[Free-text object descriptions]
- - - - -

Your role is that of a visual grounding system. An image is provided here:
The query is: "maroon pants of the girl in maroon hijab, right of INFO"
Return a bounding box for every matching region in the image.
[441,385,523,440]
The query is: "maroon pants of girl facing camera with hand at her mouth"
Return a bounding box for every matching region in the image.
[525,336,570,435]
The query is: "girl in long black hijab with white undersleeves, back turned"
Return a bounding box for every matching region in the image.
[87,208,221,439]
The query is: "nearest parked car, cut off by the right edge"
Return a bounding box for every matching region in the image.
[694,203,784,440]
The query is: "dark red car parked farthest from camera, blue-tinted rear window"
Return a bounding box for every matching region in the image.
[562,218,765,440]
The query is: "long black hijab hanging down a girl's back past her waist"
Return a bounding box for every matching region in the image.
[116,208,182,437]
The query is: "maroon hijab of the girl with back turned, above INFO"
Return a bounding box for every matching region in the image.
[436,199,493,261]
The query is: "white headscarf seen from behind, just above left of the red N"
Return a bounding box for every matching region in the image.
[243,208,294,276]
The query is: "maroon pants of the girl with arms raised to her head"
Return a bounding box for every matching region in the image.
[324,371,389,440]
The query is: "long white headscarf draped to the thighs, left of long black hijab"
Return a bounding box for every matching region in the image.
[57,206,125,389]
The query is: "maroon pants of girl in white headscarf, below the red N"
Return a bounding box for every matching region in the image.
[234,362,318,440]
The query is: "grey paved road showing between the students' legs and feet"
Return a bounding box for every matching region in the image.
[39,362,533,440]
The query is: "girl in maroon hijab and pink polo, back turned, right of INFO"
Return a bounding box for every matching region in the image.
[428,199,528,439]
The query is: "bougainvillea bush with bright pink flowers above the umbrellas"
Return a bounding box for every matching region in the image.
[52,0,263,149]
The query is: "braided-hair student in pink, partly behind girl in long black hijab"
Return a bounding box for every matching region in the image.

- - - - -

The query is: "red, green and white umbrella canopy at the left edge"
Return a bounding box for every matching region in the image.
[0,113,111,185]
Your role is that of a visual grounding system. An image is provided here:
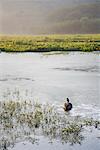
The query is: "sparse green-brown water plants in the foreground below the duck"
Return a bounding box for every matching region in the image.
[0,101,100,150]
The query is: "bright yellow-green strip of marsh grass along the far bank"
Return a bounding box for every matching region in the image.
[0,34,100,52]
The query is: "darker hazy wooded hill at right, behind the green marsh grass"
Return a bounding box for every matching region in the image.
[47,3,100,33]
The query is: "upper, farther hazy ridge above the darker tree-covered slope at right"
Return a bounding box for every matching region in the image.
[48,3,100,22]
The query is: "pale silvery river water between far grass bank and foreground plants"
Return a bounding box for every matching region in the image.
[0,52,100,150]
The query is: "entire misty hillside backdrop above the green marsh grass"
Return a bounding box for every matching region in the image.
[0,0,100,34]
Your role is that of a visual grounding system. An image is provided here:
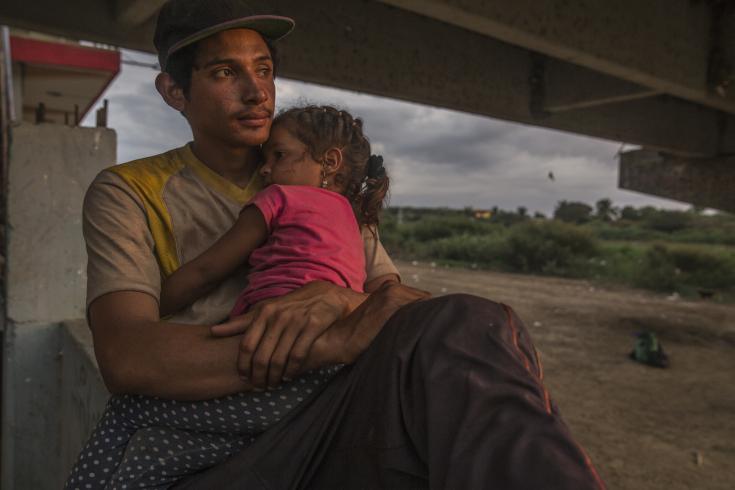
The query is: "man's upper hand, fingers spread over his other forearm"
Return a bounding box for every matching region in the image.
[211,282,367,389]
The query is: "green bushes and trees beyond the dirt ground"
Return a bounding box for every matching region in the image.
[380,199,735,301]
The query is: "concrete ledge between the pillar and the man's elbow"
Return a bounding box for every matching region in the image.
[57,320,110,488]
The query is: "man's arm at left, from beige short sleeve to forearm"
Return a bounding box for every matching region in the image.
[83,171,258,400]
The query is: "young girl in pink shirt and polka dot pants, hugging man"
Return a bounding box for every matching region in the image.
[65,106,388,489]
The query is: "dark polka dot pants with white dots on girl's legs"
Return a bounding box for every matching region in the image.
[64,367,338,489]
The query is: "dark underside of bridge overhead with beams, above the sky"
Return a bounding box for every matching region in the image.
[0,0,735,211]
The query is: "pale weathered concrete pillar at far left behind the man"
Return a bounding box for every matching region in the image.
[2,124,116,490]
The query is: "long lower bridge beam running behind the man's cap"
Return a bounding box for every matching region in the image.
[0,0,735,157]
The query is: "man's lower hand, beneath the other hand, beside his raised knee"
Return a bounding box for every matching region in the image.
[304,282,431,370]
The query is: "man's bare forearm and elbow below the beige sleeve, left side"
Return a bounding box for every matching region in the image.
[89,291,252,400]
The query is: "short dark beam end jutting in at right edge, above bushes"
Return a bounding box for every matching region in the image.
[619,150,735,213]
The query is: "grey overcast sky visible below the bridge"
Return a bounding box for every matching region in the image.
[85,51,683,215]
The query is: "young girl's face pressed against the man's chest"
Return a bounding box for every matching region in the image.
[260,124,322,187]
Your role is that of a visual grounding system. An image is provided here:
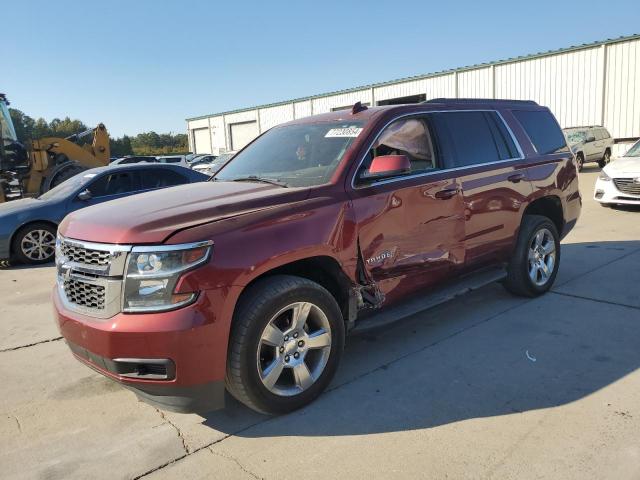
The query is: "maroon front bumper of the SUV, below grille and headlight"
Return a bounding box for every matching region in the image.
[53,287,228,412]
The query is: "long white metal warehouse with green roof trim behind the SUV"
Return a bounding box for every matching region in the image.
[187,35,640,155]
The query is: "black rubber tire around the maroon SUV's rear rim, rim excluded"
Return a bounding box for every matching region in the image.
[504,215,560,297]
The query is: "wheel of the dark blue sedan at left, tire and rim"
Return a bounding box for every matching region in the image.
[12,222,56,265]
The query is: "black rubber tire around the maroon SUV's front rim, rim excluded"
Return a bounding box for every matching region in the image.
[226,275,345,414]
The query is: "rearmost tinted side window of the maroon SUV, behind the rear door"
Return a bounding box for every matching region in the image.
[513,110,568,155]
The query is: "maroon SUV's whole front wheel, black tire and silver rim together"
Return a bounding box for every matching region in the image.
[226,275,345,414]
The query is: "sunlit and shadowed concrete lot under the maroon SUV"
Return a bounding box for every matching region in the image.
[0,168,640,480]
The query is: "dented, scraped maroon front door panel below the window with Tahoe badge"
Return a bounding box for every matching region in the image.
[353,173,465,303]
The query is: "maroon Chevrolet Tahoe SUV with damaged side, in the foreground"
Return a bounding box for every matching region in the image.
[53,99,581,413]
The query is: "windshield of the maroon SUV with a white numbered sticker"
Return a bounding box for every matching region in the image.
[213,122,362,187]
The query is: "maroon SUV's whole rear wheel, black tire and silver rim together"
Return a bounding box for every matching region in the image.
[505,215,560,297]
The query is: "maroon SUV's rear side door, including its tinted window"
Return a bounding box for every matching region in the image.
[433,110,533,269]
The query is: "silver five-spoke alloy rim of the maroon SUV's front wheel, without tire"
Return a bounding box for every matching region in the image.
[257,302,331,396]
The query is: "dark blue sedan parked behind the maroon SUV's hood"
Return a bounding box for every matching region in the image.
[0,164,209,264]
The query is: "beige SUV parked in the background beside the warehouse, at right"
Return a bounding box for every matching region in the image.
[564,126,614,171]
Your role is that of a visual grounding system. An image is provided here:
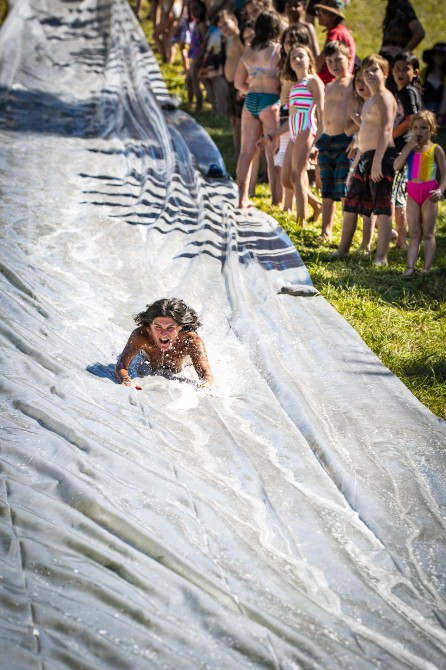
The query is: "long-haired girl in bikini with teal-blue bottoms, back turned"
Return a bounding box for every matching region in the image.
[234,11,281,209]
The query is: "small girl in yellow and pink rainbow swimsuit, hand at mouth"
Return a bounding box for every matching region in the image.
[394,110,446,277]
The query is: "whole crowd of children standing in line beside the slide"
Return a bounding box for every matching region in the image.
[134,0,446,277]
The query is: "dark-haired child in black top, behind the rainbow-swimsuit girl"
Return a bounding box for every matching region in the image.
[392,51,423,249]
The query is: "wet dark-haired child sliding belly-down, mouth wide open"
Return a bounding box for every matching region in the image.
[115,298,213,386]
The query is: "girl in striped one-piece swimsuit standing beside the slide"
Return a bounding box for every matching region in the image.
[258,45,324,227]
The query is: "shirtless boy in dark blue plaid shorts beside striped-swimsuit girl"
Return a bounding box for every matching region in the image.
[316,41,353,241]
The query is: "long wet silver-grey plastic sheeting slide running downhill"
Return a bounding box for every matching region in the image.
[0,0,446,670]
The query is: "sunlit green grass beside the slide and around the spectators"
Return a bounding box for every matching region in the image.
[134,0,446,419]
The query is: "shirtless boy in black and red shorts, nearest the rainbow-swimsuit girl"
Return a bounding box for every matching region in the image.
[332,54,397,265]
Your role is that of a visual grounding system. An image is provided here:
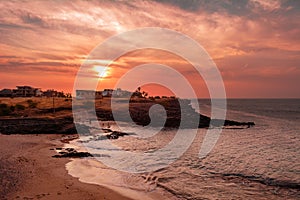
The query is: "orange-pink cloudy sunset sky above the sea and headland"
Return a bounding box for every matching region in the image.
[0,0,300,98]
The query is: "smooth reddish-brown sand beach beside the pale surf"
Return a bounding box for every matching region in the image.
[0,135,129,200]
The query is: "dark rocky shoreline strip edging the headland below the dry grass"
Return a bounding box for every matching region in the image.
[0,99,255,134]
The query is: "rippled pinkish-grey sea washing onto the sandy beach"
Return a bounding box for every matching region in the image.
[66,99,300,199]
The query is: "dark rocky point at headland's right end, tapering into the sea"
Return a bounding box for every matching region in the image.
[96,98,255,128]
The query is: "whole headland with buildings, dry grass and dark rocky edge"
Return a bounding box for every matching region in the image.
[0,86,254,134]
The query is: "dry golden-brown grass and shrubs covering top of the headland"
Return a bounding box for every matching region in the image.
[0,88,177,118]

- - - - -

[WHAT YOU HAVE TO DO] The lines holding the word "headscarf" are the answer. Pull them out of the records and copy them.

[EXPECTED ANSWER]
The query is: "white headscarf seen from behind, just above left of the red N"
The query is: "long white headscarf draped to the thighs, left of long black hijab"
The query is: "maroon pants of girl in white headscarf, below the red N"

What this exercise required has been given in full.